TÂCHE À RÉALISER 1 — Traduisez en anglais la phrase suivante du texte sur le balado : « Notre objectif est de clarifier les propos contenus dans le montage final du balado. »
TÂCHE À RÉALISER 2 — D'après le texte sur le balado, de quelle association le Dr Georges L'Espérance est-il président ?
TÂCHE À RÉALISER 3 — Recopiez fidèlement, dans le texte sur le balado, la partie qui commence par les mots contenant « En 2024, un » et se termine par « final du balado. ».

EXTRAIT DU TEXTE —
········
Balado Le labyrinthe de Lyme

Précisions sur le labyrinthe de l’AMM

Balado Le labyrinthe de Lyme :
précisions sur le labyrinthe de l’AMM

Lancée le 21 mai dernier sur Radio-Canada OHdio, la 4e saison de la série balado Dérives fait beaucoup jaser. Extrait du communiqué de lancement :

Pourquoi la maladie de Lyme est un sujet polarisant qui suscite la controverse? Avec cette nouvelle saison du balado Dérives intitulée Le labyrinthe de LymeOlivier Bernard, pharmacien et vulgarisateur scientifique, fait la lumière sur les croyances autour de cette maladie et remet en perspective ses doutes et certitudes.

Toute cette saison mérite votre attention (un travail important d’Olivier Bernard et de son équipe), mais nous tenons à réagir à certains des propos exprimés lors de l’épisode 6B, dont voici la description :

6B – Le labyrinthe de Lyme : vortex, 2e partie

En 2024, un premier cas d’aide médicale à mourir (AMM) pour une personne se disant atteinte de la forme chronique de la maladie de Lyme est rapporté dans les médias. Avec le Dr Georges L’Espérance, président de l’Association québécoise pour le droit de mourir dans la dignité, Olivier Bernard s’interroge à propos des critères d’admissibilité à l’AMM. Olivier s’attarde aussi à la façon dont les décès par suicide en lien avec la maladie de Lyme sont rapportés dans les médias, et sur la manière dont ils sont racontés par la communauté de Lyme chronique.

Note importante : comme ce balado est le fruit de montages d’entrevues et de segments, nous ne prétendons pas que les propos mentionnés expriment de façon complète la pensée de leurs auteurs. Notre objectif est de clarifier les propos contenus dans le montage final du balado.

Voici trois extraits transcrits, avec nos commentaires :

SEGMENT 1 À 9:59

Dr George L’Espérance : Les personnes qui sont en fin de vie et qui ne peuvent obtenir une aide quelconque pour mettre fin à leurs souffrances, qu’est-ce qu’il leur reste comme choix ? Le suicide, et le suicide dans des conditions la plupart du temps extrêmement déplorables.

Olivier Bernard : Une des choses qui a fait avancer l’aide médicale à mourir, c’est pour prévenir des suicides dans un sens, ou des morts violentes, en fait.

Georges L’Espérance : Tout à fait exactement.
········
LIGNES FOURNIES —
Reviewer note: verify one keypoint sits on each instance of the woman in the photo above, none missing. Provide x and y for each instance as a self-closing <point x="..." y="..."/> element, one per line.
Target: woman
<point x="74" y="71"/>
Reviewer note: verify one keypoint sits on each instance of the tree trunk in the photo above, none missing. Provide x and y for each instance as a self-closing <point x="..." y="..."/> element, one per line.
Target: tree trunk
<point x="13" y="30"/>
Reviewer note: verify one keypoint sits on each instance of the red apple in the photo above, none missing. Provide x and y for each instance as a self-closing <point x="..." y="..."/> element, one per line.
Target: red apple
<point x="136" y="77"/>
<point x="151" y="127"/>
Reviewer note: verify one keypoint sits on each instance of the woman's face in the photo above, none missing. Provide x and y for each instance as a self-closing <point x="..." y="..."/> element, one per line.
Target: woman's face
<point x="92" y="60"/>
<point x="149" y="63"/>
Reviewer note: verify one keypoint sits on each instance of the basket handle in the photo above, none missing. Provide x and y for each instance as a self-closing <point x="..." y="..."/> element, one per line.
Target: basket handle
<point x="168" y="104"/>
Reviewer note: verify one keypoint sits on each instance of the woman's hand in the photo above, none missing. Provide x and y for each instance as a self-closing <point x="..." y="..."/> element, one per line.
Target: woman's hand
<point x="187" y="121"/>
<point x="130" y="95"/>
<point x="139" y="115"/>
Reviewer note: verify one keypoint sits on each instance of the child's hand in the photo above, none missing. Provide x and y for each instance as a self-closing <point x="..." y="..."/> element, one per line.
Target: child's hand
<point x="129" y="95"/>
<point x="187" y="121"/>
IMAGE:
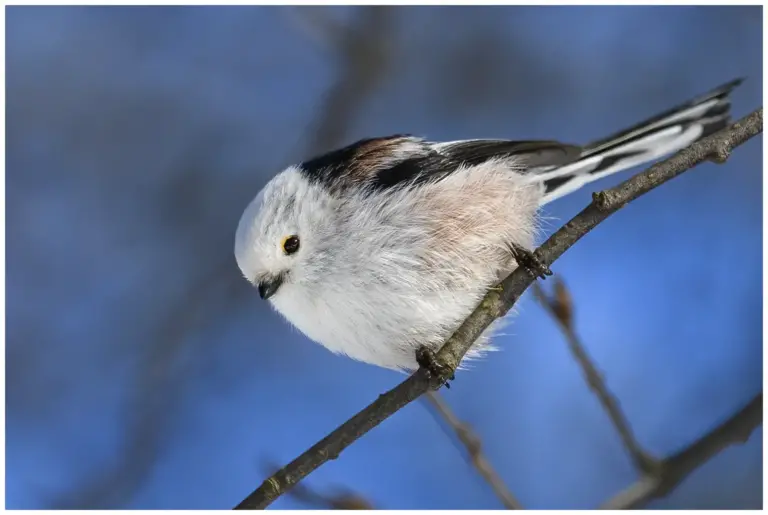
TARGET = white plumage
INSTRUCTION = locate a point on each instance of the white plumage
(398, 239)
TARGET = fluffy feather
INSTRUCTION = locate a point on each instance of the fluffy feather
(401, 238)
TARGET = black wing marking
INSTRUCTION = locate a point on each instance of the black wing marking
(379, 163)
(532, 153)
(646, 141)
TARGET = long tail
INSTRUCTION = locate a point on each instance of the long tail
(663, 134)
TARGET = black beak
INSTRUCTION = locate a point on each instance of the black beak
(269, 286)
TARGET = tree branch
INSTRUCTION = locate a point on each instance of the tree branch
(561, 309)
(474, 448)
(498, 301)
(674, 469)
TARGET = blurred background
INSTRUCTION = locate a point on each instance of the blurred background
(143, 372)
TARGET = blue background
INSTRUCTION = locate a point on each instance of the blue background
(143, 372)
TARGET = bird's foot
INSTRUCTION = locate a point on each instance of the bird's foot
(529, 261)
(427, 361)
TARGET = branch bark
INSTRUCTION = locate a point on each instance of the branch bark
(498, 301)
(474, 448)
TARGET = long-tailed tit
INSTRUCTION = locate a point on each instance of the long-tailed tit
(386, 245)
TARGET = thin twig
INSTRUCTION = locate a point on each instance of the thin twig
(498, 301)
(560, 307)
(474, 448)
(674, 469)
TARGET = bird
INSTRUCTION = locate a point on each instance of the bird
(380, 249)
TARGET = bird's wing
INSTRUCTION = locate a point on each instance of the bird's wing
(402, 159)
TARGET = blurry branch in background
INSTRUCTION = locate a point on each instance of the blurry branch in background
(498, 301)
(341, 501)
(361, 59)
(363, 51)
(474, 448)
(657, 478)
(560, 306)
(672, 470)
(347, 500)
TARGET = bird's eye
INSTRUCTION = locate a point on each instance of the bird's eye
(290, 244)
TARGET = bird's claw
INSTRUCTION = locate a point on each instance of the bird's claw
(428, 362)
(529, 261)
········
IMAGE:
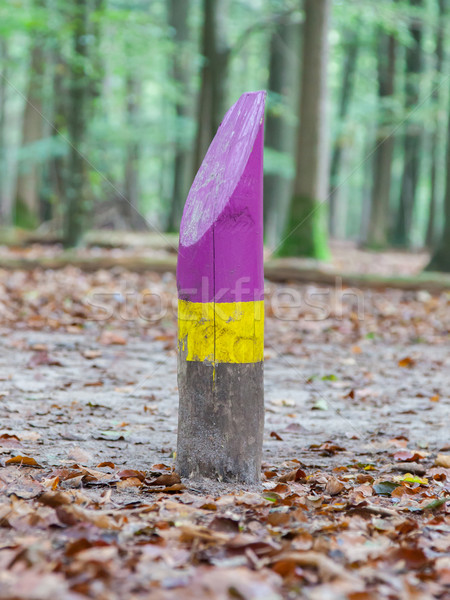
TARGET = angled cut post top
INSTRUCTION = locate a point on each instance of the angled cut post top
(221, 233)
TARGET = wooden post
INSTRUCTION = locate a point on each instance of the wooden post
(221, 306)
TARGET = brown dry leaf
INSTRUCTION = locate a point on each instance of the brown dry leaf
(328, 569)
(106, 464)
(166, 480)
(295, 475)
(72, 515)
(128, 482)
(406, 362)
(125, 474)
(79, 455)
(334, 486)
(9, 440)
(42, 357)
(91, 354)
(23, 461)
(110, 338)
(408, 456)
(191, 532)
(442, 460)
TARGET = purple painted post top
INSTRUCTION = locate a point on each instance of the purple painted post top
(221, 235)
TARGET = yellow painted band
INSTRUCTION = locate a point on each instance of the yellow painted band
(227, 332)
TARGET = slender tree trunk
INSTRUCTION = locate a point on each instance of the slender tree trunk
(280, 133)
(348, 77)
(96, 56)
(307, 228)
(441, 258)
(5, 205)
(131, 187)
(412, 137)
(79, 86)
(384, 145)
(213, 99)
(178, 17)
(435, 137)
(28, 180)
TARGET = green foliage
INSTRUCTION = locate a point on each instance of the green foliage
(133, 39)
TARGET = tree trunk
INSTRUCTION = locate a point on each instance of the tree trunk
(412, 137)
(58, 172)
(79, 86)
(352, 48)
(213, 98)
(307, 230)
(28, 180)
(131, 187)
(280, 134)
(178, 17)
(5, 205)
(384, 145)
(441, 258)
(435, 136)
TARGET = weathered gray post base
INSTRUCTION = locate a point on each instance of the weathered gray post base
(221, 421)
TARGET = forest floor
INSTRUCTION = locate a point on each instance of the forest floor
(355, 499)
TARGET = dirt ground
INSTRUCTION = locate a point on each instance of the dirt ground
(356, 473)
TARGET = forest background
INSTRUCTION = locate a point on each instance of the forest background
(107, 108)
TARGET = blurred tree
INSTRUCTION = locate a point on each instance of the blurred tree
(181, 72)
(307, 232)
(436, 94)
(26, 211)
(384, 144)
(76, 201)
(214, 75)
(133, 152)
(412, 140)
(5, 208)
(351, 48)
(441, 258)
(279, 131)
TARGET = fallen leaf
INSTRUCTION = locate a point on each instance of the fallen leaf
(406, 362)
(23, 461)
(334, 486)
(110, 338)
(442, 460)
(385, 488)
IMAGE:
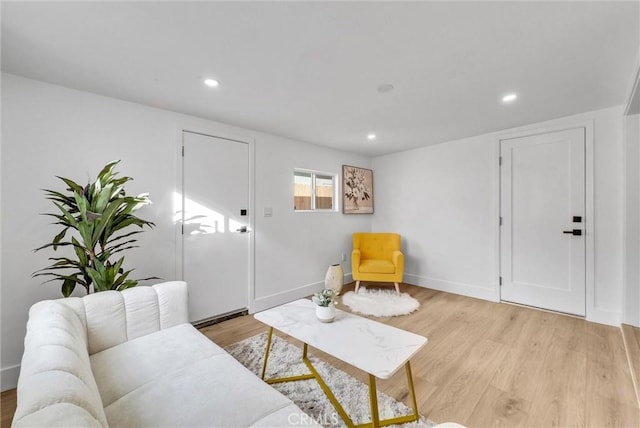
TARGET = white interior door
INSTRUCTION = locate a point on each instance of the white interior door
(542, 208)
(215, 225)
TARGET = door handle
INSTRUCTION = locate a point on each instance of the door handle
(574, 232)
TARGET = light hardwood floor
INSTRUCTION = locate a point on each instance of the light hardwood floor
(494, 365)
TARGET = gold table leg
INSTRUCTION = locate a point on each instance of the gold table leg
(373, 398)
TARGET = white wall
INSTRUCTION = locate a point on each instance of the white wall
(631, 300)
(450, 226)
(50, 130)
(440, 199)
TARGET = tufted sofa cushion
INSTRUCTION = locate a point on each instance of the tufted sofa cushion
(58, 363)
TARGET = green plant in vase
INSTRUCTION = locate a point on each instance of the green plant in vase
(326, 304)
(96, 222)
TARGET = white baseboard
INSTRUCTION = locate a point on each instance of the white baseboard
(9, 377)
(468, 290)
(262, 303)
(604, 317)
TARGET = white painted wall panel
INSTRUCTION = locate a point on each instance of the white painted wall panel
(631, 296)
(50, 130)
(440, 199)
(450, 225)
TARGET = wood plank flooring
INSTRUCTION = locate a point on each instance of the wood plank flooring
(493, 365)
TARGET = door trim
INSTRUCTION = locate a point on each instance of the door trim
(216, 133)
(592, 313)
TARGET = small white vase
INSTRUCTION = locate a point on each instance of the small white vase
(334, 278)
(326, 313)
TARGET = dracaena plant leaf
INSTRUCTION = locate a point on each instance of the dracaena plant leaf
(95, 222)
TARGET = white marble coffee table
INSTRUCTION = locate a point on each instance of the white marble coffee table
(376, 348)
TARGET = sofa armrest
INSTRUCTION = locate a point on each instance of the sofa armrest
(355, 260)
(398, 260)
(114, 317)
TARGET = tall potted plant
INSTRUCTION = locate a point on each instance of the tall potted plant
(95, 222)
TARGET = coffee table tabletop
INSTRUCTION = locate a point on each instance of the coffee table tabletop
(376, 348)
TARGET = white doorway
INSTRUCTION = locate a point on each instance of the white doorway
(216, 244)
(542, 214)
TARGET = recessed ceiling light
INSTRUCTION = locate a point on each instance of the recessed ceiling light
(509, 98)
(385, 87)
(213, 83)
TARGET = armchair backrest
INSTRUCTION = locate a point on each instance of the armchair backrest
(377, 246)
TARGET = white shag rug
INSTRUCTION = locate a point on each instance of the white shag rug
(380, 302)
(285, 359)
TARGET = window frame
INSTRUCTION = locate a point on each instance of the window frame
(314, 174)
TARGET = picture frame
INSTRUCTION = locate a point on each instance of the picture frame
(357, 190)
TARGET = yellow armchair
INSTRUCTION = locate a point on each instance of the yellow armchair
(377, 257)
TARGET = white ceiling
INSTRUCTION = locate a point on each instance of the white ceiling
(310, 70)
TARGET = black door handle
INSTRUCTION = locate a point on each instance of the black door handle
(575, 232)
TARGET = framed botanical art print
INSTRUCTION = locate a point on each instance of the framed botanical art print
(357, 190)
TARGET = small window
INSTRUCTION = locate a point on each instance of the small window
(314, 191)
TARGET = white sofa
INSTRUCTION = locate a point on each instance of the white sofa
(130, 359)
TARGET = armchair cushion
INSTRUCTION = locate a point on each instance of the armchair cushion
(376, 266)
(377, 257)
········
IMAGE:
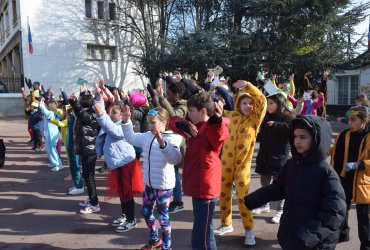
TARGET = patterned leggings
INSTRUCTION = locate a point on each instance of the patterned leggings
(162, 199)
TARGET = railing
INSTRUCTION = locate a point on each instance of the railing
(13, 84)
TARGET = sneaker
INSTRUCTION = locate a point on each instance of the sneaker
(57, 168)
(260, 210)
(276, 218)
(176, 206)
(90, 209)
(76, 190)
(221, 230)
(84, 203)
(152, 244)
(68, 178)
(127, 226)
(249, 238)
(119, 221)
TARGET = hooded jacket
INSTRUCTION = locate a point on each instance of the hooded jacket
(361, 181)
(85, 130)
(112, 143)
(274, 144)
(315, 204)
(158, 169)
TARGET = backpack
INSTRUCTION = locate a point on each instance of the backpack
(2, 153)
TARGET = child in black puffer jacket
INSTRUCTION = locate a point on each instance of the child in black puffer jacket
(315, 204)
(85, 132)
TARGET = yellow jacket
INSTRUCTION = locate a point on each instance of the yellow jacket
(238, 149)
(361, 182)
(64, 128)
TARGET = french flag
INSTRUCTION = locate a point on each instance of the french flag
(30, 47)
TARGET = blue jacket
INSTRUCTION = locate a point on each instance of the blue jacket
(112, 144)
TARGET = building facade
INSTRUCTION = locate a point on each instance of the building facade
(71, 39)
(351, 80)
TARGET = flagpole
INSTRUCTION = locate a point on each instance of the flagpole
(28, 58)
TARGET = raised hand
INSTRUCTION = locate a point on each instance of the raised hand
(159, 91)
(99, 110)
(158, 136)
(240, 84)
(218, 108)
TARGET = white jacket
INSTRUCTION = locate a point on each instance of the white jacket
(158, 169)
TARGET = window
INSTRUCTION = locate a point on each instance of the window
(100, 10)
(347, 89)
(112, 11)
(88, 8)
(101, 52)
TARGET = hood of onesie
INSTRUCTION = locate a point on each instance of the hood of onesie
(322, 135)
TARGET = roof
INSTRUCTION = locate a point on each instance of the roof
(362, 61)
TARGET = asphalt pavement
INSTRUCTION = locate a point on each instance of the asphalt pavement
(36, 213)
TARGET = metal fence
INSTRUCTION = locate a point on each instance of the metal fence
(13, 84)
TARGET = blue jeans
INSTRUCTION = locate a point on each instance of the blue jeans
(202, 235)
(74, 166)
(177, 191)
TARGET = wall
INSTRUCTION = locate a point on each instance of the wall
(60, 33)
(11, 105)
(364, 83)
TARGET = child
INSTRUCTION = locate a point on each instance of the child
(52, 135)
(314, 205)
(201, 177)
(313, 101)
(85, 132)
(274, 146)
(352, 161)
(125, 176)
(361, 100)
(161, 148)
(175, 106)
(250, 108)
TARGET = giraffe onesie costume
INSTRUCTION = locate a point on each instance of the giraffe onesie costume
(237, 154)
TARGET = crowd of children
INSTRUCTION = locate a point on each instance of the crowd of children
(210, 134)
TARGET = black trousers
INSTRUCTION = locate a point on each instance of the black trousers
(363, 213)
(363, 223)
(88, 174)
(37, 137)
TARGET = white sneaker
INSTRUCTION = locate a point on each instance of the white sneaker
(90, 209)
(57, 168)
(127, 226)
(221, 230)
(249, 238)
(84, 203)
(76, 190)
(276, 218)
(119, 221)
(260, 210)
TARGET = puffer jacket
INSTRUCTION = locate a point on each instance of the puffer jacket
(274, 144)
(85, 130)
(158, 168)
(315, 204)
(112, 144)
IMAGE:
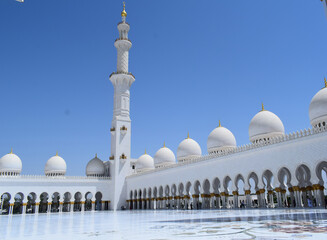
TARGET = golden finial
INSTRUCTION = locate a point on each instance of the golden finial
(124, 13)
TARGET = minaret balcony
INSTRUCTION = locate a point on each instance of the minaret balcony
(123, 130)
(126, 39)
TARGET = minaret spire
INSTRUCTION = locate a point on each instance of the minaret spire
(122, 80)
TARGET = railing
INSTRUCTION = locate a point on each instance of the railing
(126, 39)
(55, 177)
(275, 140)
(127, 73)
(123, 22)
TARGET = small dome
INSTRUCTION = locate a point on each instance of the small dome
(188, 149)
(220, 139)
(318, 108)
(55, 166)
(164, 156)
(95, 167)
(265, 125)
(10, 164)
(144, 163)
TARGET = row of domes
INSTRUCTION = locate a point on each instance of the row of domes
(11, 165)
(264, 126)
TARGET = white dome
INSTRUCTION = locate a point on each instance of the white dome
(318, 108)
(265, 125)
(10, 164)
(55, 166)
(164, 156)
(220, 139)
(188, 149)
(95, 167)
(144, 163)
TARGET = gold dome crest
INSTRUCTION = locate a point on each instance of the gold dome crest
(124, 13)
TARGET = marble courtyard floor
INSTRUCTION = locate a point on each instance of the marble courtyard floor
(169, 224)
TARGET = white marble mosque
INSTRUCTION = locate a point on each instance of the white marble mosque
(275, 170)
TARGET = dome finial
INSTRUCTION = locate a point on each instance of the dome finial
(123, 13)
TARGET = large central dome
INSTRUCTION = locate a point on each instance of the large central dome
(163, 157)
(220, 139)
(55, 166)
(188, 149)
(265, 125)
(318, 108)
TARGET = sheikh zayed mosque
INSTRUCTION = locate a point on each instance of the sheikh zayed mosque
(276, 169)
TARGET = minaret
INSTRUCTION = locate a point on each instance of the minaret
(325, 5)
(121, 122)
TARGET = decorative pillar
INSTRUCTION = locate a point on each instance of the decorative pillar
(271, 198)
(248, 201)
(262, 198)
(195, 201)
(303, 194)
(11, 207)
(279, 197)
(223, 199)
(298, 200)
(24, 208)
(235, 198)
········
RÉPONSE RÉDIGÉE 1 — Our goal is to clarify the remarks contained in the final edit of the podcast.

RÉPONSE RÉDIGÉE 2 — Il est président de l'Association québécoise pour le droit de mourir dans la dignité.

RÉPONSE RÉDIGÉE 3 —
En 2024, un premier cas d’aide médicale à mourir (AMM) pour une personne se disant atteinte de la forme chronique de la maladie de Lyme est rapporté dans les médias. Avec le Dr Georges L’Espérance, président de l’Association québécoise pour le droit de mourir dans la dignité, Olivier Bernard s’interroge à propos des critères d’admissibilité à l’AMM. Olivier s’attarde aussi à la façon dont les décès par suicide en lien avec la maladie de Lyme sont rapportés dans les médias, et sur la manière dont ils sont racontés par la communauté de Lyme chronique.

Note importante : comme ce balado est le fruit de montages d’entrevues et de segments, nous ne prétendons pas que les propos mentionnés expriment de façon complète la pensée de leurs auteurs. Notre objectif est de clarifier les propos contenus dans le montage final du balado.